> [Your assignment]
Leave out the pictures and copy everything else in the entries exactly.

╔══

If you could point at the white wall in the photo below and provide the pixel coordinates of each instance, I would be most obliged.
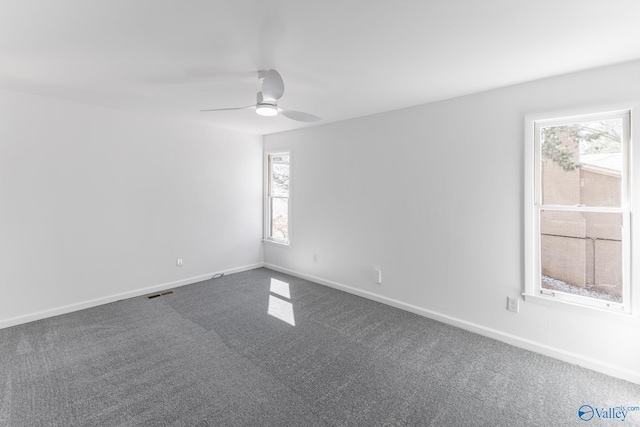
(433, 195)
(97, 203)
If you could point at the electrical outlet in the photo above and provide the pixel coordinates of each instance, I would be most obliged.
(377, 276)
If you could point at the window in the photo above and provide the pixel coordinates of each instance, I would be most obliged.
(578, 214)
(277, 206)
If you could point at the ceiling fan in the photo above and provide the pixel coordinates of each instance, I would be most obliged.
(266, 104)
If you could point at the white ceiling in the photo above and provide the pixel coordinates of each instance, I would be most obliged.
(339, 59)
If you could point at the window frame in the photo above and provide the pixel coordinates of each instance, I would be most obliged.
(267, 203)
(533, 207)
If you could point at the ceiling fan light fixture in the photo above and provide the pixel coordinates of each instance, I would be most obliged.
(267, 110)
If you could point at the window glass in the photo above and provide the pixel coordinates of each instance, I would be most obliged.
(581, 163)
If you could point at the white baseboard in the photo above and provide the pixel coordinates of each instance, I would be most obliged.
(556, 353)
(6, 323)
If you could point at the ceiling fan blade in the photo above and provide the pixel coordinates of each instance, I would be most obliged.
(272, 86)
(229, 109)
(299, 115)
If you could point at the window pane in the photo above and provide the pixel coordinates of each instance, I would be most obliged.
(581, 164)
(581, 253)
(279, 176)
(280, 219)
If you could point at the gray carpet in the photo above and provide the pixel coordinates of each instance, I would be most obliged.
(211, 355)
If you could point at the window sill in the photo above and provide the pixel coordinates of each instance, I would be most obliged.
(278, 244)
(572, 307)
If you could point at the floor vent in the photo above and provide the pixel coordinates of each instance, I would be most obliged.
(159, 295)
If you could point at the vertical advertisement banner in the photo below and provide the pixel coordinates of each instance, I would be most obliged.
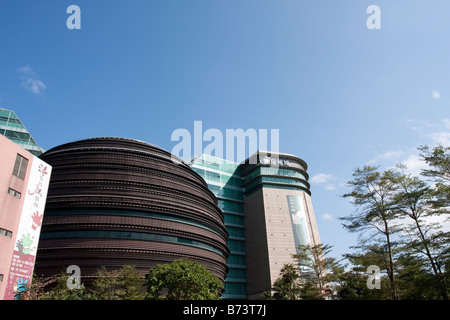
(27, 239)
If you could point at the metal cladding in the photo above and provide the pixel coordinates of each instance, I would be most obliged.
(117, 201)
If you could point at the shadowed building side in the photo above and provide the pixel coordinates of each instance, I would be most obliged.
(117, 201)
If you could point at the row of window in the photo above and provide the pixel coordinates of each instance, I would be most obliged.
(274, 172)
(230, 206)
(128, 235)
(135, 213)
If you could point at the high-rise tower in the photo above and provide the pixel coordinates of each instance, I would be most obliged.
(12, 128)
(268, 213)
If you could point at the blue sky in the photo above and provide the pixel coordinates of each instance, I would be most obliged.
(341, 95)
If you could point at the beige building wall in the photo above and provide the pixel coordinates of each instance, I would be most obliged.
(270, 238)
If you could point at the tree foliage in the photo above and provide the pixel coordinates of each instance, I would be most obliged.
(182, 280)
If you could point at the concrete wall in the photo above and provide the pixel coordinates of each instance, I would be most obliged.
(269, 236)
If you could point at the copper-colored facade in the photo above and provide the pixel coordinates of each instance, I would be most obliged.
(117, 201)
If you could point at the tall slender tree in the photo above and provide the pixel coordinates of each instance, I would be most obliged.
(415, 201)
(372, 194)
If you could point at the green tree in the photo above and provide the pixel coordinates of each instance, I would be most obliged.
(182, 280)
(353, 284)
(438, 160)
(372, 193)
(316, 267)
(125, 283)
(414, 201)
(56, 289)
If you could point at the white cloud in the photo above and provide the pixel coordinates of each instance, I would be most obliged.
(447, 122)
(436, 95)
(33, 85)
(442, 138)
(414, 164)
(30, 80)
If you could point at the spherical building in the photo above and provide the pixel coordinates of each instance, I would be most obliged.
(115, 202)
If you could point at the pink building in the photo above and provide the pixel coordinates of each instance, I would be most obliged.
(24, 181)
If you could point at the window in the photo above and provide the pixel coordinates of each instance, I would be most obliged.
(5, 233)
(20, 167)
(14, 193)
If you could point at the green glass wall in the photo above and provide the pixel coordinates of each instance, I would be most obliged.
(12, 128)
(223, 178)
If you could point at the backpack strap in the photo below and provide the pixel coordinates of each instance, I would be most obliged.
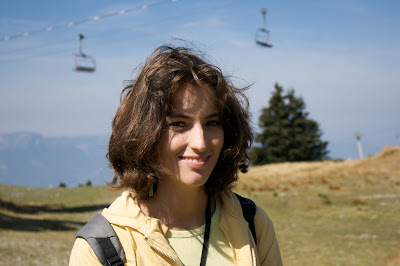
(102, 238)
(249, 211)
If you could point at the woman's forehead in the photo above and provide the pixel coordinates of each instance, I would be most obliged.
(194, 99)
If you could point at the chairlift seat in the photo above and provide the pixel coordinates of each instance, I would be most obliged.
(84, 63)
(262, 38)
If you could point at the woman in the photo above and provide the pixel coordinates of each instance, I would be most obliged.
(178, 140)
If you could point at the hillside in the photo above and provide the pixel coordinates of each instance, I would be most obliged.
(324, 213)
(383, 167)
(30, 159)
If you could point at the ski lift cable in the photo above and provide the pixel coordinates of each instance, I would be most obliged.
(21, 58)
(104, 43)
(139, 25)
(82, 21)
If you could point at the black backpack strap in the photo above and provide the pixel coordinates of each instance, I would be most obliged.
(102, 238)
(249, 211)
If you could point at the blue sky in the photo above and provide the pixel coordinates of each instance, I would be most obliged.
(342, 57)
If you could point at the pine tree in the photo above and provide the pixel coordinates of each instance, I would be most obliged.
(287, 132)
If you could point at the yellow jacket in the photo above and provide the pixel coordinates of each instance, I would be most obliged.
(144, 243)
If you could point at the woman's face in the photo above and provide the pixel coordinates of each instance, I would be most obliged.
(193, 137)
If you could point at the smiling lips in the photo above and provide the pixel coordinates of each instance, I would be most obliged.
(195, 161)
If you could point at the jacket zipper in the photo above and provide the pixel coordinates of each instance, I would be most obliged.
(162, 252)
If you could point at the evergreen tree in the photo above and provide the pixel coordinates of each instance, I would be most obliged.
(287, 132)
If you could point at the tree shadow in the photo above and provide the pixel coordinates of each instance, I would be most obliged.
(35, 225)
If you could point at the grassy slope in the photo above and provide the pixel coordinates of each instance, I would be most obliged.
(325, 213)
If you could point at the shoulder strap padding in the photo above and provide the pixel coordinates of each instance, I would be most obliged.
(249, 211)
(95, 231)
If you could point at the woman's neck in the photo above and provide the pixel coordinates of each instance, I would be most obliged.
(178, 208)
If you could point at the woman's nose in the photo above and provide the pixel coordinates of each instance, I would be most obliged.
(197, 139)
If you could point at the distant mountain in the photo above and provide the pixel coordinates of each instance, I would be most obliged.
(31, 159)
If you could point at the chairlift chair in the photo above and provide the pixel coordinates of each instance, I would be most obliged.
(84, 62)
(262, 38)
(262, 34)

╚══

> [Written answer]
If you could point at the white wall in the photo below and provide the pixel coordinates of each instance, I would be most obliged.
(433, 195)
(97, 203)
If you could point at the electrical outlet in the photo above and provide the pixel coordinates of each instance, I would be most obliged.
(377, 276)
If you could point at the window in the photo above and provide the pixel coordinates of each instance, I would be most obliged.
(578, 214)
(277, 206)
If you could point at the ceiling fan in the photo above and provide the pixel coordinates of each instance, I would be most obliged.
(266, 104)
If you could point at the white ceiling in the photo above and provide the pixel coordinates of each instance, I would be most obliged.
(339, 59)
If you could point at the window frame in the photo above and provide the pixel coordinates of each instance, I would be most obliged.
(267, 203)
(533, 207)
If you could point at the ceiling fan light fixture in the photo above and provide the pixel coordinates of each instance, I would be most obliged.
(267, 110)
If you could point at the window glass in the photo above and provide the pixel coordinates of each instance, I would be most obliged.
(581, 163)
If you could point at the white baseboard in the photo above and provide the pixel coordinates of each instance, I would be most obliged.
(556, 353)
(6, 323)
If you could point at the ceiling fan blade in the photo above and provide the pixel coordinates of each instance, I would be most obliged.
(272, 86)
(229, 109)
(299, 115)
If you could point at the window pane in the photo above and provide the pixel coordinates of each instance, I would be most obliged.
(581, 164)
(581, 253)
(279, 176)
(280, 219)
If you could point at the gray carpet in the photo above and provide the pixel coordinates of each instance, I would be most obliged.
(211, 355)
If you could point at the window sill in the photo above and provide the pixel coordinates of each instance, I would be most obliged.
(278, 244)
(572, 307)
If you could point at the floor vent in the photo above and provide the pixel coordinates of each instance, I would be most obliged.
(159, 295)
If you could point at the vertical advertisement banner in the photo below and provide the pixel coordinates of each instance, I would be most obliged.
(27, 239)
If you could point at the metal cladding in the photo above and provide the pixel coordinates of each instance, I would be most obliged.
(117, 201)
If you could point at the shadowed building side in the photo above and provide the pixel coordinates of each instance, I would be most obliged.
(117, 201)
If you could point at the row of window in the photo above and provide the pixel coordinates of each instance, I would be most obliged.
(274, 172)
(230, 206)
(128, 235)
(135, 213)
If you could point at the high-rise tower in the photo above and provide the pixel coordinates of each instance, I would be most obliged.
(12, 128)
(268, 213)
If you could point at the blue sky in the photo above and provide the pixel coordinates of each instance, I would be most obliged.
(341, 95)
If you could point at the beige building wall in the photo above and provide the pixel coordinates of each instance, I would be most obliged.
(270, 238)
If you could point at the tree foliage in the photo above and provide the pixel coordinates of each instance, I would be most obliged.
(182, 280)
If you could point at the concrete wall in the photo above and provide the pixel coordinates of each instance, I would be most obliged.
(269, 236)
If you could point at the copper-colored facade in the photo above and provide the pixel coordinates of each instance, I would be most obliged.
(117, 201)
If you could point at the tall slender tree in the photo above and provide the pixel coordinates of each instance, I would be most obliged.
(415, 201)
(372, 194)
If you could point at the green tree in the photo above and provide the pixel coordinates of each instance, I would be most obliged.
(182, 280)
(353, 284)
(438, 160)
(372, 193)
(316, 267)
(125, 283)
(414, 201)
(56, 289)
If you could point at the white cloud in the photo above and provide the pixel coordinates of each instance, I would be most obliged.
(447, 122)
(436, 95)
(33, 85)
(442, 138)
(414, 164)
(30, 80)
If you could point at the spherical building in the photo above and provide the pixel coordinates of each instance, I would be most obliged.
(115, 202)
If you could point at the pink building in the photo above and provide the pixel coordinates of each instance, I would be most obliged.
(24, 181)
If you could point at the window in the photo above and provide the pixel coordinates of each instance, I would be most obliged.
(5, 233)
(20, 167)
(14, 193)
If you could point at the green glass wall in the photo above and provide the pixel coordinates of each instance, I would be most obliged.
(12, 128)
(223, 178)
If you could point at the backpack strap in the photo below and provide the pixel coordinates of each instance, I would be most obliged.
(102, 238)
(249, 211)
If you could point at the woman's forehead in the photo above and provide the pixel coordinates of each instance, I would be most obliged.
(194, 99)
If you could point at the chairlift seat in the photo above and provide the pixel coordinates of each instance, I would be most obliged.
(84, 63)
(262, 38)
If you could point at the woman in the photo above and provide the pixel coordinates of each instance, I would be most obliged.
(178, 140)
If you could point at the hillside in the photo above and provide the pixel coordinates of each instance, I would be most obliged.
(324, 213)
(383, 167)
(30, 159)
If you could point at the ski lift cable in the photo above and provide the pixel coordinates of each instance, I would be most obliged.
(21, 58)
(104, 43)
(139, 25)
(82, 21)
If you could point at the black backpack strap in the photo above and provide the pixel coordinates of each instance, I would be most obliged.
(102, 238)
(249, 211)
If you could point at the blue sky in the photo above and provide the pixel coordinates of each instance, I would be most obliged.
(342, 57)
If you could point at the pine tree in the photo above and provide the pixel coordinates of each instance, I would be most obliged.
(287, 132)
If you could point at the yellow jacket in the photo above and provide the pixel coordinates of each instance, I would be most obliged.
(144, 243)
If you could point at the woman's face in the photo above and provide the pixel coordinates of each instance, I would be most obliged.
(193, 137)
If you could point at the smiling lips in the photo above and provide the pixel coordinates of each instance, I would be most obliged.
(195, 161)
If you could point at the jacket zipper in the photo above and provide the pixel coordinates of each instance, I would be most obliged.
(162, 252)
If you could point at the evergreen tree in the photo above and provide the pixel coordinates of each instance, I would be most obliged.
(287, 132)
If you could point at the tree shadow in the photo above and provide the pixel coordinates of each instance, I would be most obliged.
(35, 225)
If you could point at the grassy slope in the photo above and provide the pixel coordinates of each instance, I would be most obliged.
(325, 213)
If you could point at the shoulder strap padding in the photo above and provide the pixel coordinates of each instance, I would be most obliged.
(249, 211)
(95, 231)
If you could point at the woman's neck in the photo above and provide the pixel coordinates of each instance, I would be most obliged.
(178, 208)
If you could point at the woman's nose in the photo above and provide the pixel coordinates of each instance, I would be most obliged.
(197, 139)
If you could point at the distant mountain in the photo above and provide the pixel coordinates of each instance, I would be most obliged.
(31, 159)
If you could point at the chairlift chair in the photo above and provide the pixel coordinates of each instance, I would be most obliged.
(84, 62)
(262, 38)
(262, 34)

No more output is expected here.